§ **STATED GOAL**
From the passage on juxtaposition in mathematical notation, write out the portion from "One of the main" to "the individual elements." word for word.

§ **DOCUMENT EXCERPT**
---

One of the main functions of this kind of inflection is to indicate formulas for common measurements and values. The circumference of a circle is 2πr; the area of a circle is πr2; velocity is distance over time, v = d/t; etc. The juxtaposition of elements of the formula indicates that you’re working with what should be considered a unified value. This juxtaposition carries over into general mathematics as well. Juxtaposition is a form of grouping, but juxtaposition, like the inflection of the verb, is not a monolithic concept of simply being “side by side” with something else. Implicit constructions in mathematics use juxtaposition combined with orientation of the elements (including grouping symbols when necessary) to show the operational relationship of the individual elements.
At the very basic level, any real number, at least in the Indo-Arabic paradigm[1], is a simple juxtaposition of the powers of the base. A whole number (base 10) is, from right to left, a representation of how many 10n (n >= 0) in order right to left with implied addition of the place value (i.e., 10n) multiplied by the number holding the place. If you remember back to basic grade school math, that is how children are taught to understand our number system (ones’ place, tens’ place, hundreds’ place, etc.). In other words, juxtaposition is a foundational element of our number system and should not simply be discarded or replaced when it is used in other ways.
A fraction is a value that is formed by vertical or offset juxtaposition of one number to another with an intervening grouping symbol (vinculum or fraction bar; solidus or slash, respectively) that represents division or ratio but does not necessarily demand that such division be immediately carried out. I give examples of these in this implicit constructions table. Fractions should be considered as a single value first and foremost (because they are grouped) and NOT as a division problem in which the vinculum or solidus is considered equivalent to the obelus (÷) in function and implication. Rational fractions are necessary for precision, especially when the conversion to a decimal involves a nonterminating decimal and you’re working with very large numbers that would not be as precise as needed if we used a two-decimal approximation. For purposes of this paper, I’m working on the assumption that fractions should not be converted to decimal equivalent since this essay is theoretical.

---

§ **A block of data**

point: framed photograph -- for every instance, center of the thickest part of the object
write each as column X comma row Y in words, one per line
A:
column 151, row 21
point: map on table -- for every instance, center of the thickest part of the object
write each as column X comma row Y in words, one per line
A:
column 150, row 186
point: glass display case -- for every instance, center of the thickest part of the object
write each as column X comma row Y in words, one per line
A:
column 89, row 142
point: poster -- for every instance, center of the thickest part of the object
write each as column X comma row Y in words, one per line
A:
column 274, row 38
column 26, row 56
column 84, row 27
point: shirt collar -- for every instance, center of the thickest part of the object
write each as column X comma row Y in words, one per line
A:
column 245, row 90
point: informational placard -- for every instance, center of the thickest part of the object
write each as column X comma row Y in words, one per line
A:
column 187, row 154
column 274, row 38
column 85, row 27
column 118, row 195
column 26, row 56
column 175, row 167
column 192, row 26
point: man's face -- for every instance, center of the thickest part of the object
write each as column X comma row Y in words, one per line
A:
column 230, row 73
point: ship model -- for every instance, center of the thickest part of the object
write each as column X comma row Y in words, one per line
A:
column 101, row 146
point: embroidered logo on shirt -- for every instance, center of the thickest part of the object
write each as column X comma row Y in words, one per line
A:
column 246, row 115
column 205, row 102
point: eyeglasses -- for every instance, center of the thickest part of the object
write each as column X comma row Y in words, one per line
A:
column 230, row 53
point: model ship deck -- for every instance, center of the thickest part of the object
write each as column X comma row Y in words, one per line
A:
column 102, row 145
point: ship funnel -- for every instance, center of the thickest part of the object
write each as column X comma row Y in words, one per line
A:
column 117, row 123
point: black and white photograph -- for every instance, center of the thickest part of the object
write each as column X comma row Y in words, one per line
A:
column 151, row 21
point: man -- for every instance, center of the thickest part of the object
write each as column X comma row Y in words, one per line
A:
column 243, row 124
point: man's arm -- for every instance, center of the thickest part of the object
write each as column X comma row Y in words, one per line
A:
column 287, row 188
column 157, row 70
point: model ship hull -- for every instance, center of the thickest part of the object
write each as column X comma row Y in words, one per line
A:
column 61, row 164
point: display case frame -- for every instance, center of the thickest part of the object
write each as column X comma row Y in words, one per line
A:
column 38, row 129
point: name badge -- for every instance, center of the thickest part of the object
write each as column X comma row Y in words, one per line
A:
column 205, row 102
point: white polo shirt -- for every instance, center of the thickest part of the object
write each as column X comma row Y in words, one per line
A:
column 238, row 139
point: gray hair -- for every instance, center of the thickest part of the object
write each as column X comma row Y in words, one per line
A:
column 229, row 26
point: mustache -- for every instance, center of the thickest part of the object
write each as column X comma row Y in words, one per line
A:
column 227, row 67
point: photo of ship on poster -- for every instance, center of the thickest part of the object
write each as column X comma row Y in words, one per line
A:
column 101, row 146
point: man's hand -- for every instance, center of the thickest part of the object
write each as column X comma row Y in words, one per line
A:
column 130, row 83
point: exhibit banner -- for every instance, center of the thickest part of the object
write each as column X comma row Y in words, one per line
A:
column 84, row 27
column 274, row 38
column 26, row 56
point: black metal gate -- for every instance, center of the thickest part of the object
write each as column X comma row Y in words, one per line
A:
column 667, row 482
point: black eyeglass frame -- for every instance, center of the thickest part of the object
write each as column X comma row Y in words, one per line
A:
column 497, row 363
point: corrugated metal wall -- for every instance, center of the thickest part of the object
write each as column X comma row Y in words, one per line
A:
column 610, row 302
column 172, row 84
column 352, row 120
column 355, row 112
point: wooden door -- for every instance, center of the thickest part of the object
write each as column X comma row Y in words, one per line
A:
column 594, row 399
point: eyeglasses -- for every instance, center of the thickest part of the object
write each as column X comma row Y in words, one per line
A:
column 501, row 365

---

§ **SOLUTION TO THE PROBLEM**
One of the main functions of this kind of inflection is to indicate formulas for common measurements and values. The circumference of a circle is 2πr; the area of a circle is πr2; velocity is distance over time, v = d/t; etc. The juxtaposition of elements of the formula indicates that you’re working with what should be considered a unified value. This juxtaposition carries over into general mathematics as well. Juxtaposition is a form of grouping, but juxtaposition, like the inflection of the verb, is not a monolithic concept of simply being “side by side” with something else. Implicit constructions in mathematics use juxtaposition combined with orientation of the elements (including grouping symbols when necessary) to show the operational relationship of the individual elements.